▶ **Text passage**:
— START —

Wife has a prius and I have a civic hybrid.
When gas is 5,6,7 .. $10 bucks a gallon we’ll see how you feel about them. As the dollar collapses saving energy becomes more and more valuable. Plus there is nothing I hate more than giving my $ to Exxon, Saudi Arabia, Iran ect ect.
I have 110,000 on my civic hybrid, and I’ve done nothing but replace oil and filters. Brakes are in perfect shape and should make 200,000 miles easy. Average mgp is close to 50mpg.
Even better than the prius is the electric scooter I drive. Pile my hockey bag and sticks on the back. Usually good for a few laughs as I drive by, but I really don’t care about image. They used to laugh at me when I sold my house and started renting . They’d say Get a real house. Did you make some bad investments?? I’d never rent. Housing only goes up.
Not laughing anymore are they.
The TATA gets 75 mpg and is enclosed.
see: The Telegraph 30/06/2007
Who are you kidding?
“…It found that the energy the Prius expended cost an average of $3.25 (£1.63) per mile over an expected lifetime of 100,000 miles…”
About $1.35 more than a Hummer.

— END —

▶ **Prompt A**:
Identify each line in the records that contains the string "silver" and copy those lines.
The text and the records are independent of each other and should be treated as separate material.

▶ **Given information**:
— START —

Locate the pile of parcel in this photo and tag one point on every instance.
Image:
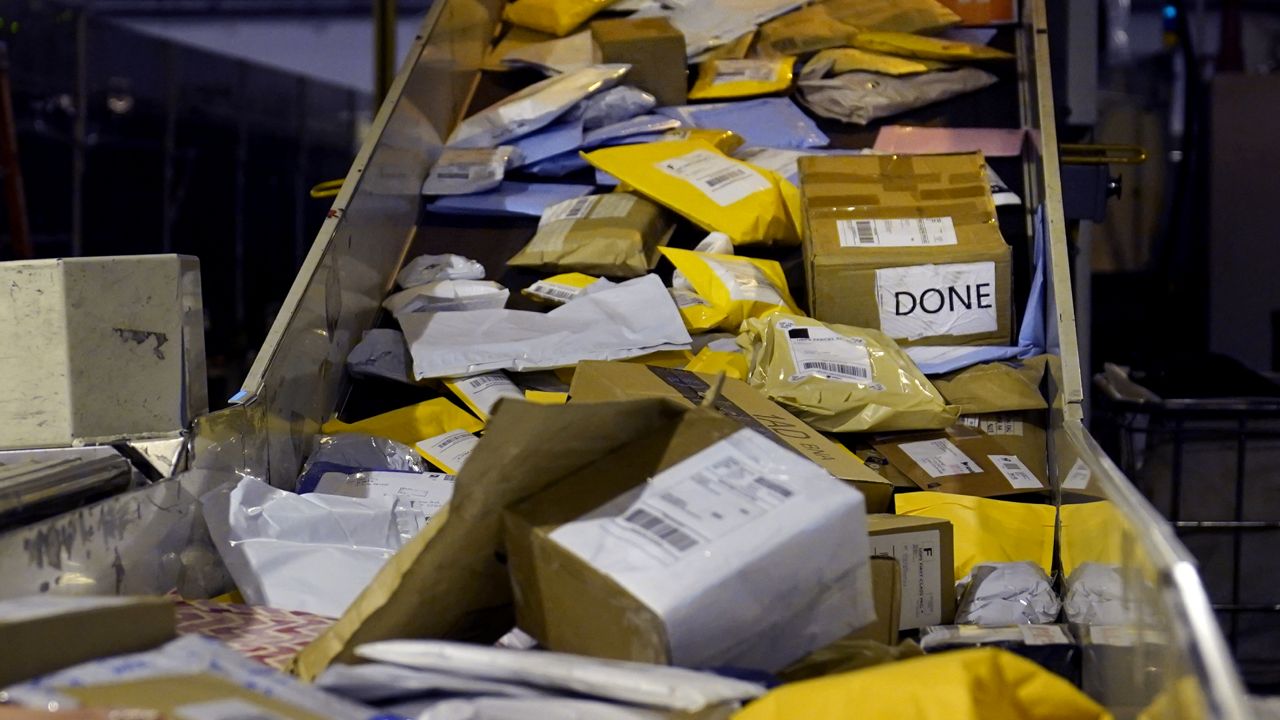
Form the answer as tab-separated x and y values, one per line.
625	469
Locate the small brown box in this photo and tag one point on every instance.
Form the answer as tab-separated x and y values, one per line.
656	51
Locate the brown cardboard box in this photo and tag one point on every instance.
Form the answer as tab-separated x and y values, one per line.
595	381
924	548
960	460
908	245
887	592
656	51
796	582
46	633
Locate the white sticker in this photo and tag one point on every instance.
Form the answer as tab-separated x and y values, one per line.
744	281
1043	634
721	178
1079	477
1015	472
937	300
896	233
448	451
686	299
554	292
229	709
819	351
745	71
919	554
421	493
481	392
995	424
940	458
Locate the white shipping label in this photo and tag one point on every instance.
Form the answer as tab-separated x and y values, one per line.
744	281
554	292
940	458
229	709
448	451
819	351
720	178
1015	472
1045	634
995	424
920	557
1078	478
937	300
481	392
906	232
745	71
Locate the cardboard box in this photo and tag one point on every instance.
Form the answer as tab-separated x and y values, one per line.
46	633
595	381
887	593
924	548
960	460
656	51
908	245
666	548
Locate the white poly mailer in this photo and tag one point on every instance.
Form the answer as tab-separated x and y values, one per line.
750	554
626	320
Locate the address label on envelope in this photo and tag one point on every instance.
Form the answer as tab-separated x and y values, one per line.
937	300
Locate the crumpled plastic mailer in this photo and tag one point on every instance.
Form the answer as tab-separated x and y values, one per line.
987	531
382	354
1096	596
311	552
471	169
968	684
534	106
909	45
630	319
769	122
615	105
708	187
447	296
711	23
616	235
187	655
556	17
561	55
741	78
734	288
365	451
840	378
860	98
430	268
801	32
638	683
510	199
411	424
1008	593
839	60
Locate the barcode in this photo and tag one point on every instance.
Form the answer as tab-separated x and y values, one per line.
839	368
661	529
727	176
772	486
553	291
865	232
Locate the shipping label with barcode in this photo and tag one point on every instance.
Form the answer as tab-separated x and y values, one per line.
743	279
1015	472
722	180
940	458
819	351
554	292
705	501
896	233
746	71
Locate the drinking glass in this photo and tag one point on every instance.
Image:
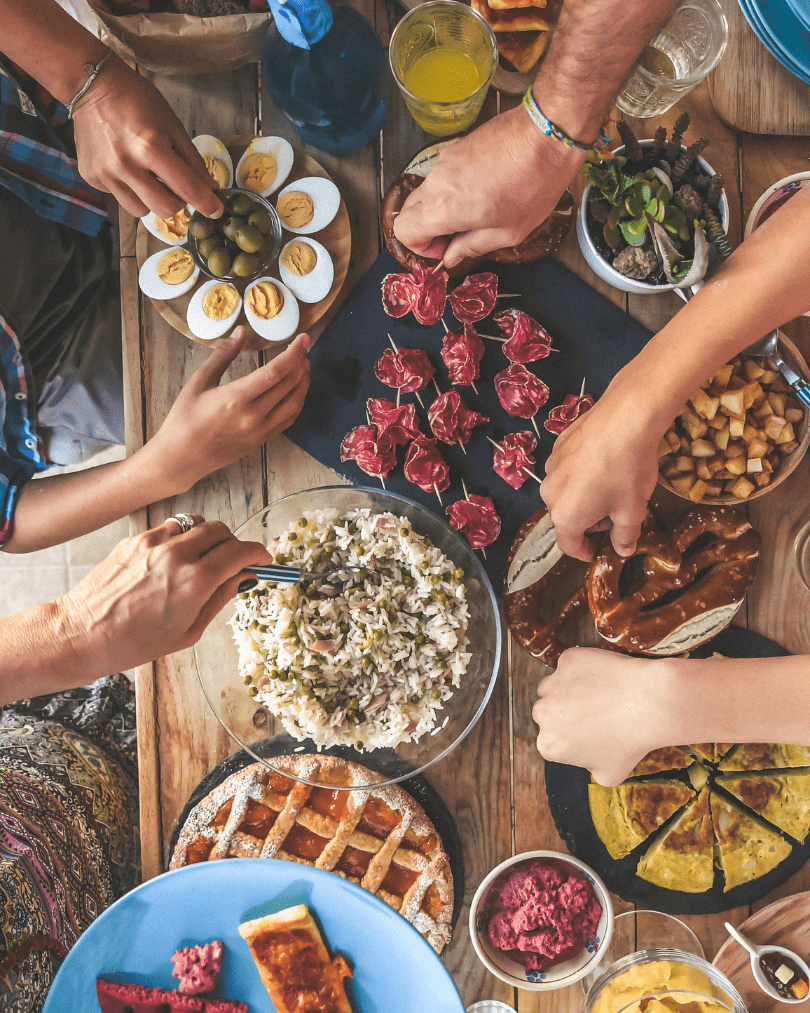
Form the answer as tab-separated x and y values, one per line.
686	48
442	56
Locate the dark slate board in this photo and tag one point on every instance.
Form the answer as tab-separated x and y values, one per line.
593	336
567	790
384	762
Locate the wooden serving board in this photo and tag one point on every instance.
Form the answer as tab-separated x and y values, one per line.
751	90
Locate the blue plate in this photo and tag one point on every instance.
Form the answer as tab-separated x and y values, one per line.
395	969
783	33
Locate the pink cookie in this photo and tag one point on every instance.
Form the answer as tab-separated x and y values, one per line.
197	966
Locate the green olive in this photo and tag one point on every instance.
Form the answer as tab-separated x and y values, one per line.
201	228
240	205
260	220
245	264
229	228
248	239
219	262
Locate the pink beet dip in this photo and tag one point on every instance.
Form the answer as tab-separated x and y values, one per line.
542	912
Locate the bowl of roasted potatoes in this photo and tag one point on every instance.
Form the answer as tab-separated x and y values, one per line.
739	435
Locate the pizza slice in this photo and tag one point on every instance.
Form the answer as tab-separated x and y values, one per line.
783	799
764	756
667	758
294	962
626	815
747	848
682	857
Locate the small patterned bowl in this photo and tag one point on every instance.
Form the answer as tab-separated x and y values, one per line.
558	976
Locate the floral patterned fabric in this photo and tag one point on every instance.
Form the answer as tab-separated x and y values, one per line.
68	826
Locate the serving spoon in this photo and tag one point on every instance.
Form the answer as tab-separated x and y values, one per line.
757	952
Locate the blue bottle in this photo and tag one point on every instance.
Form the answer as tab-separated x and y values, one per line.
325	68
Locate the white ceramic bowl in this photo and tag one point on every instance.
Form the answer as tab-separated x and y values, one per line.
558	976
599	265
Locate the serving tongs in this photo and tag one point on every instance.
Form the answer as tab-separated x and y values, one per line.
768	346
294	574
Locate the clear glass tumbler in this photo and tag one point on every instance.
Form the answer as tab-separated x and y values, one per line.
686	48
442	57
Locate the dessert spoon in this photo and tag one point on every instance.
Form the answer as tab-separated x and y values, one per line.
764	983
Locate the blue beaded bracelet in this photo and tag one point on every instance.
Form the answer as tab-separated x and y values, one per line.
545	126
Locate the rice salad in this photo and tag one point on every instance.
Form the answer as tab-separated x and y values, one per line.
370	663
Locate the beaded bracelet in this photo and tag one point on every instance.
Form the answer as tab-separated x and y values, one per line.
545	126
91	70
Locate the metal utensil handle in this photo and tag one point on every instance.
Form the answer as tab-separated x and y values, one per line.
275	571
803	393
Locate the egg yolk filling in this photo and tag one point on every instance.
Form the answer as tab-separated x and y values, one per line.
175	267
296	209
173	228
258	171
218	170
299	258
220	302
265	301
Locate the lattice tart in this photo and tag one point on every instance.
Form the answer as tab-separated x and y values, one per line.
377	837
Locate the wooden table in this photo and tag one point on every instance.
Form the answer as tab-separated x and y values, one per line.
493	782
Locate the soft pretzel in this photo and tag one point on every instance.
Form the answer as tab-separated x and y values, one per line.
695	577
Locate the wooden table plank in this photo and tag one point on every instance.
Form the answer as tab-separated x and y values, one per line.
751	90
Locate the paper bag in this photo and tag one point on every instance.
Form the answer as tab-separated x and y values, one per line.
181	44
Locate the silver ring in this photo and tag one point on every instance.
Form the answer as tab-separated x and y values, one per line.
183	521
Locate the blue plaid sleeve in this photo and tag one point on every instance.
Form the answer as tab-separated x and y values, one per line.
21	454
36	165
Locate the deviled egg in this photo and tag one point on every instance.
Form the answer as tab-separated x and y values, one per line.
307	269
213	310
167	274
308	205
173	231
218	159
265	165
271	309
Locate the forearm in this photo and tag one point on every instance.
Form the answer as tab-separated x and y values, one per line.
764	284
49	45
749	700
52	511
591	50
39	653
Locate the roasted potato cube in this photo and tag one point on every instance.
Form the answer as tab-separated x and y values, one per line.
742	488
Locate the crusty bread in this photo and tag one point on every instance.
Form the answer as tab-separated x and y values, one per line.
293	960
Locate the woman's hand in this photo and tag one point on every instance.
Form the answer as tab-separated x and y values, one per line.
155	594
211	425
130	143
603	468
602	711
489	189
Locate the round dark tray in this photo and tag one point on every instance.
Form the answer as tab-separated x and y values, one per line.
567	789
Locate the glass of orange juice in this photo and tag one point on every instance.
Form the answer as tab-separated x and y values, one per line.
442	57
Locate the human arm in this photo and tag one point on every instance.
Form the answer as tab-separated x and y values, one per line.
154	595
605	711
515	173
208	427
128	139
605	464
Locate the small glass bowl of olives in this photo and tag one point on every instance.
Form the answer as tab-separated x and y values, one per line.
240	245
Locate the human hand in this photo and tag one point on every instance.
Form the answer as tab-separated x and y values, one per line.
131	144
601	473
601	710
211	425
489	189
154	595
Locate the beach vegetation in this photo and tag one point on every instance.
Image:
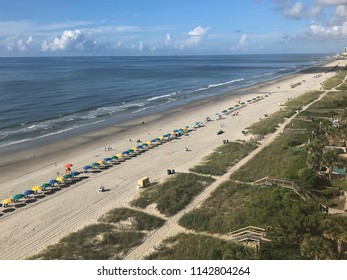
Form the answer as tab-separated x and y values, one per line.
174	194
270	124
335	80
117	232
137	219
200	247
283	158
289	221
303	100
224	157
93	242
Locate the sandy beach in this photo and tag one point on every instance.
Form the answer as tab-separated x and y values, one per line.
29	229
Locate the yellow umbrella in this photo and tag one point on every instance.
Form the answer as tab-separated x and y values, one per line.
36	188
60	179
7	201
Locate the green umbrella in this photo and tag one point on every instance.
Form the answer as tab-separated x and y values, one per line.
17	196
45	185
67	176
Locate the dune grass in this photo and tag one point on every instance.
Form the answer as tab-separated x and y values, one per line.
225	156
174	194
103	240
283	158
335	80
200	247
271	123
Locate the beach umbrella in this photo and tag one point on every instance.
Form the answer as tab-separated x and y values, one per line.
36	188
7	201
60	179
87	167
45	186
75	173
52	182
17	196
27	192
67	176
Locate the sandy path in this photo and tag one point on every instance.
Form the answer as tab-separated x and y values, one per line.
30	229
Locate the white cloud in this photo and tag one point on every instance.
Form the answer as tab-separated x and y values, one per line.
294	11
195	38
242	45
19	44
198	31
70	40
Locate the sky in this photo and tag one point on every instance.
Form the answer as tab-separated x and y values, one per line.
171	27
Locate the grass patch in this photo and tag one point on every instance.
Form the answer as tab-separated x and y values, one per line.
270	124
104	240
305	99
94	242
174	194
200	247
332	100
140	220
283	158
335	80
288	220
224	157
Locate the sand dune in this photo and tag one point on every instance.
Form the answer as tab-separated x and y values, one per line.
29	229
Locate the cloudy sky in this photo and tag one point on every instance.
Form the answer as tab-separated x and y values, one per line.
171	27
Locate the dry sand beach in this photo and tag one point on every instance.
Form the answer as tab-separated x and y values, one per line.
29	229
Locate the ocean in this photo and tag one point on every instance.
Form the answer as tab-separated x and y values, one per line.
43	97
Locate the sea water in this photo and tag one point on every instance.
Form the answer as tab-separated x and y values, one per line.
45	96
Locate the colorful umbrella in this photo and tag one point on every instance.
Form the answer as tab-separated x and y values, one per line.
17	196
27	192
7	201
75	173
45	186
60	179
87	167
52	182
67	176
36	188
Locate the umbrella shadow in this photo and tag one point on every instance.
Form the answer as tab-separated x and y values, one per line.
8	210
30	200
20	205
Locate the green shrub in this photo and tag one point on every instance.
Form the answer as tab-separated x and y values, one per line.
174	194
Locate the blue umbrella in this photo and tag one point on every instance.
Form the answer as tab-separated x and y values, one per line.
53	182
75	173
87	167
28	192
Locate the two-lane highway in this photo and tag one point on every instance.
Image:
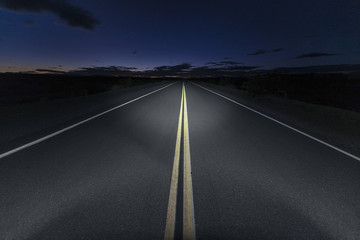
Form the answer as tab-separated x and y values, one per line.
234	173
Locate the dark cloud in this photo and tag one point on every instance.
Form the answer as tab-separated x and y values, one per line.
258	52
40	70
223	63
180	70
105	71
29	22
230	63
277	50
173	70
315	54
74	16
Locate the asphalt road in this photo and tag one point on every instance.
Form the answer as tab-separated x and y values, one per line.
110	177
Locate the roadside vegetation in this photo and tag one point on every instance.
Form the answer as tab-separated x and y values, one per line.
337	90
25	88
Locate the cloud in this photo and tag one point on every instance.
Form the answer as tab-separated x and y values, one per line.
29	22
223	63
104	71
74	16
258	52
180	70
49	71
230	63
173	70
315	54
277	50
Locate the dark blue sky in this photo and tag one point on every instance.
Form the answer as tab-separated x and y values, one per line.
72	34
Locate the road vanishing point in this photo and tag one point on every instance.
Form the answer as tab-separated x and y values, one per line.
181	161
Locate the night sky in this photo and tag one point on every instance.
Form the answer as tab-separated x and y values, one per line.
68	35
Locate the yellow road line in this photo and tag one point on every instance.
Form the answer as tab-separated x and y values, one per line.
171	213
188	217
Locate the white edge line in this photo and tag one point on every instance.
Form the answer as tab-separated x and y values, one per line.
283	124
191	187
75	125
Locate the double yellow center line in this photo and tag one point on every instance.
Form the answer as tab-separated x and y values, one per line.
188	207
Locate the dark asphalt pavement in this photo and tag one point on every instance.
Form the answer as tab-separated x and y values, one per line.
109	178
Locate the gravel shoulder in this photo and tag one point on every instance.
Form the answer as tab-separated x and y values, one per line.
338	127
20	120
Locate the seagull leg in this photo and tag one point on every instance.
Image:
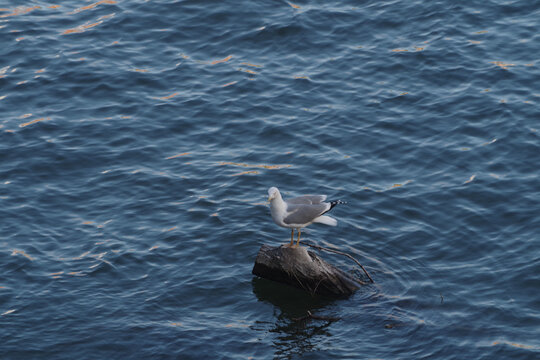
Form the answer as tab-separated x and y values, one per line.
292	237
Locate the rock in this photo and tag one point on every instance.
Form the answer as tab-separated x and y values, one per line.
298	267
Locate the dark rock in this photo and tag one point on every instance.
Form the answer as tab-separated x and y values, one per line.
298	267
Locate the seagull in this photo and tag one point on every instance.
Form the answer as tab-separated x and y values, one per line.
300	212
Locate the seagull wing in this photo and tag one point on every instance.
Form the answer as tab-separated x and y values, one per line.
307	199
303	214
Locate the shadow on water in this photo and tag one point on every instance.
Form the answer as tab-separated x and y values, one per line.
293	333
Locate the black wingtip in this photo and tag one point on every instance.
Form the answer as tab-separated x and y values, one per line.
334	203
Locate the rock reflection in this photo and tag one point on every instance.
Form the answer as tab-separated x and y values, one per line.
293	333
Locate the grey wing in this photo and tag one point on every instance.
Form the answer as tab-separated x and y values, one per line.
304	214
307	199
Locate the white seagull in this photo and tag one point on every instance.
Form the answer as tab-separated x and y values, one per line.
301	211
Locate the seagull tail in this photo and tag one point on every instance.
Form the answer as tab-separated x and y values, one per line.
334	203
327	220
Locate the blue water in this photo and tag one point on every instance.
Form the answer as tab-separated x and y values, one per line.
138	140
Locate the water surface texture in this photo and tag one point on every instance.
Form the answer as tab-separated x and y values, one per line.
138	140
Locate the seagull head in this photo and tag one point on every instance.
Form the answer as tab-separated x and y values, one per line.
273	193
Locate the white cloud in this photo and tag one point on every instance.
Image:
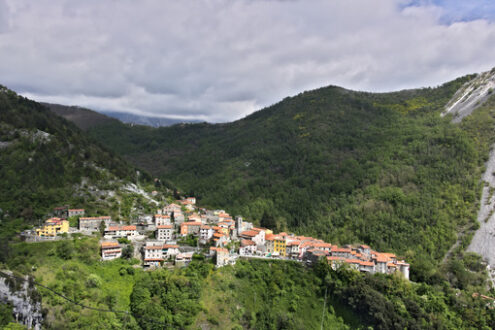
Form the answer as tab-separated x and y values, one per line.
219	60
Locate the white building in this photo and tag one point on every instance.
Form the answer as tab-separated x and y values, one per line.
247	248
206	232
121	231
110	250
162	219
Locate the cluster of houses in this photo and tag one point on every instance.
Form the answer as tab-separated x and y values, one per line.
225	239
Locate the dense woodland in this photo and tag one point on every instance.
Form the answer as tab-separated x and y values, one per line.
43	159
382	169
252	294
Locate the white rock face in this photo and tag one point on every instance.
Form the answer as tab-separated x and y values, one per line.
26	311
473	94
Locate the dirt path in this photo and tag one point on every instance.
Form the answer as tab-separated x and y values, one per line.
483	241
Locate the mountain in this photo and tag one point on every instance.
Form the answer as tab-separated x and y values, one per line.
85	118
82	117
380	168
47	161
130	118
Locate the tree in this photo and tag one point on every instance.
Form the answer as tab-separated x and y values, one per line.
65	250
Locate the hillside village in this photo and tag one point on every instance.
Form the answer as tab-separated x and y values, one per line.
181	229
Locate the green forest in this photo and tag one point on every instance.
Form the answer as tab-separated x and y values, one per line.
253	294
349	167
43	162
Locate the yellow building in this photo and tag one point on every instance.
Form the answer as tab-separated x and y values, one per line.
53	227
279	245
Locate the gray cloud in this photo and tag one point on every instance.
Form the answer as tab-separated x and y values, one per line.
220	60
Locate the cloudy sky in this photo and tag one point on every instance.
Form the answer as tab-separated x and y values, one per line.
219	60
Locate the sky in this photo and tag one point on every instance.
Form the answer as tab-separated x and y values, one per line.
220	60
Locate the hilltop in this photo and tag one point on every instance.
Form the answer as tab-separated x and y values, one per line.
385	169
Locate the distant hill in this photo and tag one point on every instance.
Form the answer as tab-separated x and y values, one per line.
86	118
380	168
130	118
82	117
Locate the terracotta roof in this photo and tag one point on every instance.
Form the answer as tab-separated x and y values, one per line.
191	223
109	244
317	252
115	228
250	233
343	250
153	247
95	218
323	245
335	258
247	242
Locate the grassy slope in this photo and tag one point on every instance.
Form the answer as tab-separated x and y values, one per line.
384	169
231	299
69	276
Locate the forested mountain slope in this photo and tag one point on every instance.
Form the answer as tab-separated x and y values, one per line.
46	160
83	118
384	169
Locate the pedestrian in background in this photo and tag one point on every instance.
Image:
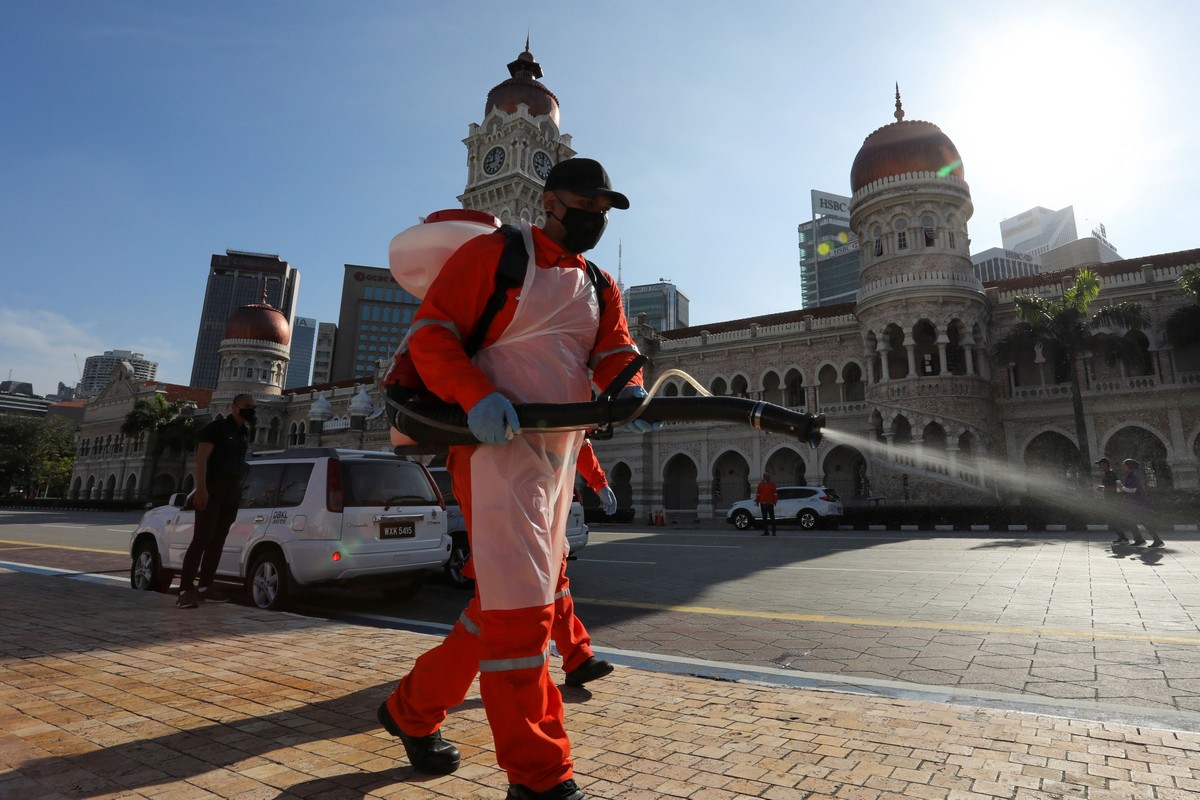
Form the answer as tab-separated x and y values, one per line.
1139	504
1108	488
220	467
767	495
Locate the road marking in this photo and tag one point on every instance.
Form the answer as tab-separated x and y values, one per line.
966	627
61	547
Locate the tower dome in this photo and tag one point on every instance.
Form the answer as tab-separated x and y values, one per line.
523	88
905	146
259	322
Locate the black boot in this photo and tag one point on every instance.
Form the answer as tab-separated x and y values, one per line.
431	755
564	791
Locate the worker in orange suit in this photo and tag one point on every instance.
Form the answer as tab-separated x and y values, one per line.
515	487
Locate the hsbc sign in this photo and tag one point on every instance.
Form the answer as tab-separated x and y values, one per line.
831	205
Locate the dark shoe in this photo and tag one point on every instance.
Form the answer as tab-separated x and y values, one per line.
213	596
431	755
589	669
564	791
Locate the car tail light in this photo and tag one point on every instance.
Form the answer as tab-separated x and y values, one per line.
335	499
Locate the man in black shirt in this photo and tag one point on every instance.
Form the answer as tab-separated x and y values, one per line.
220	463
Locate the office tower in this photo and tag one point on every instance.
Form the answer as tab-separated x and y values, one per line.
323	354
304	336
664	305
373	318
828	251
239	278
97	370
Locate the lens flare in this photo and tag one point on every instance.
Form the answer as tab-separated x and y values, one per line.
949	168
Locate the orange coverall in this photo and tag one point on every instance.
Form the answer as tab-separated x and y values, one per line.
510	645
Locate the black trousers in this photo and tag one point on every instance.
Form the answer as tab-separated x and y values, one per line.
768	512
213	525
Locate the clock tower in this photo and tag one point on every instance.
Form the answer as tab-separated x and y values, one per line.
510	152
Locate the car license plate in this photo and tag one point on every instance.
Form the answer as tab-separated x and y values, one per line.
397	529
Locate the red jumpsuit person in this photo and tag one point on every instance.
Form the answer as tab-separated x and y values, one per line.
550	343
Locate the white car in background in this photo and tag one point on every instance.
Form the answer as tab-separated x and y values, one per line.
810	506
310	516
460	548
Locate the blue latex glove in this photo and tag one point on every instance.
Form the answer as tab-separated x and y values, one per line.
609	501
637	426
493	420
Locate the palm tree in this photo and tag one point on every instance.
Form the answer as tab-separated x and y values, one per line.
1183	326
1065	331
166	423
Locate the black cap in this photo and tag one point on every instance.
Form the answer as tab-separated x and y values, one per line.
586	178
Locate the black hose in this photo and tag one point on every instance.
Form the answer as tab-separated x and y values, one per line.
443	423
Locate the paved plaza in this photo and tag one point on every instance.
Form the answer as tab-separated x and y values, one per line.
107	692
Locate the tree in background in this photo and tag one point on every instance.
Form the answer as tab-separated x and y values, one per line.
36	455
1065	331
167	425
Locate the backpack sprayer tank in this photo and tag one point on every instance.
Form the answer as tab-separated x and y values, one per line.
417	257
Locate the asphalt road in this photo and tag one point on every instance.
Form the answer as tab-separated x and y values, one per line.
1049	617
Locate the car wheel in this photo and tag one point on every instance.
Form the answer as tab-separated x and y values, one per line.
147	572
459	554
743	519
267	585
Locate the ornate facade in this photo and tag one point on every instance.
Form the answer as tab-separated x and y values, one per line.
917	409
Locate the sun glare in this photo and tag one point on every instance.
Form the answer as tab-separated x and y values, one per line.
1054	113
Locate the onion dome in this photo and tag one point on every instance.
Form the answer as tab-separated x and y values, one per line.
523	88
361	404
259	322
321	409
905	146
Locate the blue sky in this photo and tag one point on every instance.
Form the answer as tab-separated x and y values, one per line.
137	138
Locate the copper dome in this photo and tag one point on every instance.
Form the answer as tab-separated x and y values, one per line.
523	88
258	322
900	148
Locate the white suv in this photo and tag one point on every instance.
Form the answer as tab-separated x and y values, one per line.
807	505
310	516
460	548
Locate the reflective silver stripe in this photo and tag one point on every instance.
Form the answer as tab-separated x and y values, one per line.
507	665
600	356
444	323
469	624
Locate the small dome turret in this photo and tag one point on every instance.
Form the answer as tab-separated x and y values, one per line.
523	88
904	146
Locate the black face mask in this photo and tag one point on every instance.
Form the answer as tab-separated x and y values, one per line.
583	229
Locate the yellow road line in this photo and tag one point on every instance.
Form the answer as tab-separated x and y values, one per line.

— END —

▶ **Prompt B**:
Which vehicles are named in the comment on hybrid cars? List all of them.

▶ **Problem solution A**:
Locate the silver ring in this photo and tag one point on every instance.
Locate the reflective silver stripe in this photo and tag one point on every instance.

▶ **Problem solution B**:
- prius
- civic hybrid
- electric scooter
- TATA
- Hummer